## Records for this task

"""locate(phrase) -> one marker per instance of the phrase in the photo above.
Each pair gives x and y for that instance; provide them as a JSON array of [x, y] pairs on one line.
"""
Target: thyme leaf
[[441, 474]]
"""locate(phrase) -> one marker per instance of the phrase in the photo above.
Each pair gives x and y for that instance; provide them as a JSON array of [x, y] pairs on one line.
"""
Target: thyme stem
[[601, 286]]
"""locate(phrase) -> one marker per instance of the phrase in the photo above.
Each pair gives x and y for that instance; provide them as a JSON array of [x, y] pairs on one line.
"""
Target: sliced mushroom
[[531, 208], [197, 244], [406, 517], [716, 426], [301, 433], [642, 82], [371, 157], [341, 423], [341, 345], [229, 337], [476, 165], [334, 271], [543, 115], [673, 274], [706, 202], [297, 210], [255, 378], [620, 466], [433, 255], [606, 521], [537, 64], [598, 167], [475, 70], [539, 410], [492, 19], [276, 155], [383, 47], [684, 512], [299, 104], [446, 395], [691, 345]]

## Work to complete
Update the lines above: change every "marker" to "point" and leave everything else as it is.

## Solution to this problem
"""locate(phrase) -> one point per instance of the phrase in the photo above.
Each pair gives x and y for that instance; provide them as a JSON array of [x, y] pairs on one line.
"""
Target: thyme leaf
[[441, 474]]
"""locate(phrase) -> one point per instance of the phrase in the photo above.
Each pair gives x and y for that instance; provide them as a JSON array of [x, y] pairs on one line.
"""
Target: thyme stem
[[601, 286]]
"""locate(phrase) -> one point per instance of the phrase in the photo above.
Each pair gives x and y for that instance; provide them as a JSON array of [x, y] pairs on one line.
"""
Target: sliced mushroom
[[531, 208], [197, 244], [406, 517], [716, 426], [301, 433], [642, 82], [371, 157], [341, 423], [341, 345], [229, 337], [476, 165], [334, 271], [543, 115], [673, 274], [706, 202], [297, 210], [255, 378], [620, 466], [433, 255], [606, 521], [537, 64], [598, 167], [475, 70], [539, 410], [492, 19], [276, 155], [383, 47], [684, 512], [299, 104], [446, 395], [691, 345]]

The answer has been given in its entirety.